WHAT IS EXPECTED
For each of these statements, say yes or no as to whether it agrees with the text on flavonoid mutagenicity, and quote the words of the text that decide it: 1. Japanese scientists found quercetin to be carcinogenic in hamsters. 2. The findings of Sugimura and colleagues were published in 1977. 3. The text treats microbial tests alone as sufficient for safety assessment.

DOCUMENT EXTRACT
Flavonoids, such as quercetin and kaempferol, and their glycosides, are widely distributed in vegetables and fruits. Sugimura, T. et al. investigated the mutagenicity of flavone derivatives, and found that quercetin and kaempferol showed high mutagenic activities in Salmonella typhimurium TA98 with S9 mix, comparable to that of the typical carcinogen, benzo[a]pyrene. These novel findings were published in Proc. Jpn. Acad. Ser. B 53, 194-197, 1977. Other research groups also reported the mutagenic properties of flavone derivatives in S. typhimurium strains. These observations led to the commencement of long-term animal carcinogenesis experiments involving quercetin. A USA-Turkey joint study reported that feeding rats with 0.1% quercetin in the diet produced carcinomas. However, Japanese scientists showed no carcinogenicity with quercetin in rats, mice, or hamsters, even at 10% in the diet. NTP Technical Report on the Toxicology and Carcinogenesis Studies of Quercetin in F344/N Rats concluded that there was no evidence of its carcinogenic activity. Therefore, the potential risk of quercetin in human cancers is likely to be negligible. These flavonoid issues provided a warning regarding the simplistic understanding that mutagens are carcinogens, and microbial tests alone are inadequate for safety assessment; therefore, and a battery of tests for genotoxicity is recommended. Thus, the informative report in 1977 made significant contributions to initiating and promoting genotoxicity studies of flavonoids.

THE DATA
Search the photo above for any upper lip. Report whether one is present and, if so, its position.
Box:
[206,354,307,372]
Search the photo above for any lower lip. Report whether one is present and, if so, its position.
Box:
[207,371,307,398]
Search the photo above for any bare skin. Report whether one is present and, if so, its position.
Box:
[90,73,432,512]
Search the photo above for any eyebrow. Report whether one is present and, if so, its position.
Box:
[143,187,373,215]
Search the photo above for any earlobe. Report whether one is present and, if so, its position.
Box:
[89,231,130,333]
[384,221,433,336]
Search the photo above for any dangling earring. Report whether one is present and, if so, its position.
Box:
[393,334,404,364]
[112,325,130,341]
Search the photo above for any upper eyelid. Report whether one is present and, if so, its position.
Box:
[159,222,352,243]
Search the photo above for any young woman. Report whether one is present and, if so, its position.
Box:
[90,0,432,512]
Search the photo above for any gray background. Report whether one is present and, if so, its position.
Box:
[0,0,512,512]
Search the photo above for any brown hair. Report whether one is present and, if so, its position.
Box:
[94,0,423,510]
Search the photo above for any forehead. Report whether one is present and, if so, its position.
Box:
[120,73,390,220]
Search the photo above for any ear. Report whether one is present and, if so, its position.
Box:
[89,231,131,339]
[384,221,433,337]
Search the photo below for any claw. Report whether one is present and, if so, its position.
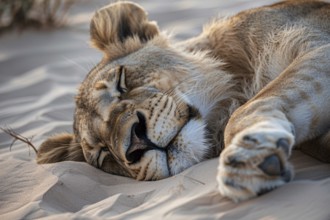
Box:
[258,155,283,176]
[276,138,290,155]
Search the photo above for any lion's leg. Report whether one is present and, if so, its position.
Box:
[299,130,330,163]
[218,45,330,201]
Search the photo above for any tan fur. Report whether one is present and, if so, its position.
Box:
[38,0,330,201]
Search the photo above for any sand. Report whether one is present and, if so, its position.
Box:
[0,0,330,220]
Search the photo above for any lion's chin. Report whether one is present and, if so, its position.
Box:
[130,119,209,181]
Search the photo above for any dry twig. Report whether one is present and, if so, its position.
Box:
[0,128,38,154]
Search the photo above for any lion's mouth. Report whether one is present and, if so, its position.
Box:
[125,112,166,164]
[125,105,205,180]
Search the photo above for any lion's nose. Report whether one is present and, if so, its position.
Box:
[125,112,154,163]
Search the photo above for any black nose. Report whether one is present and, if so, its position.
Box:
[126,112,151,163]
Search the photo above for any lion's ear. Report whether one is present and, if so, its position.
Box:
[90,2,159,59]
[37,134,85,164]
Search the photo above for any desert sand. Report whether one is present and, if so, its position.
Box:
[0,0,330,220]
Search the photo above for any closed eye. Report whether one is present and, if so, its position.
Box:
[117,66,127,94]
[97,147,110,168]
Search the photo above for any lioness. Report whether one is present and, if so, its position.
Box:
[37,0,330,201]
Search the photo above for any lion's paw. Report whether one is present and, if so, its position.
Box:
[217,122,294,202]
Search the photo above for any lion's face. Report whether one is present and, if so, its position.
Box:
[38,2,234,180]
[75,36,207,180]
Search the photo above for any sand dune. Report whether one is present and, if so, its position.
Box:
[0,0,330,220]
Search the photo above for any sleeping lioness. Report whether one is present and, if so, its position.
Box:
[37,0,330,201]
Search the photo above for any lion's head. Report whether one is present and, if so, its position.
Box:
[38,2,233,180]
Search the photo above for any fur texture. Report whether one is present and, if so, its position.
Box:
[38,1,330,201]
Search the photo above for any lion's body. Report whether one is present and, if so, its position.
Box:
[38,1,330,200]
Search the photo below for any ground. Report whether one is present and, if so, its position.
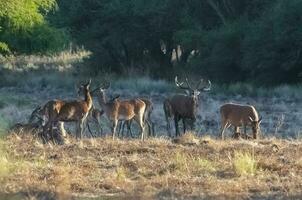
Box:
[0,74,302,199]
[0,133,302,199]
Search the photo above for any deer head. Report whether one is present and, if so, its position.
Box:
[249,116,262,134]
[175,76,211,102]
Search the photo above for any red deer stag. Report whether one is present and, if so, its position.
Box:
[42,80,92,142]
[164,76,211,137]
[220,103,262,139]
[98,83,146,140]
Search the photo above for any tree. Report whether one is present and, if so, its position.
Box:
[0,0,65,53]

SOLUTION FOR THIS EXERCISE
1. No: "Japanese scientists showed no carcinogenicity with quercetin in rats, mice, or hamsters, even at 10% in the diet."
2. Yes: "These novel findings were published in Proc. Jpn. Acad. Ser. B 53, 194-197, 1977."
3. No: "microbial tests alone are inadequate for safety assessment"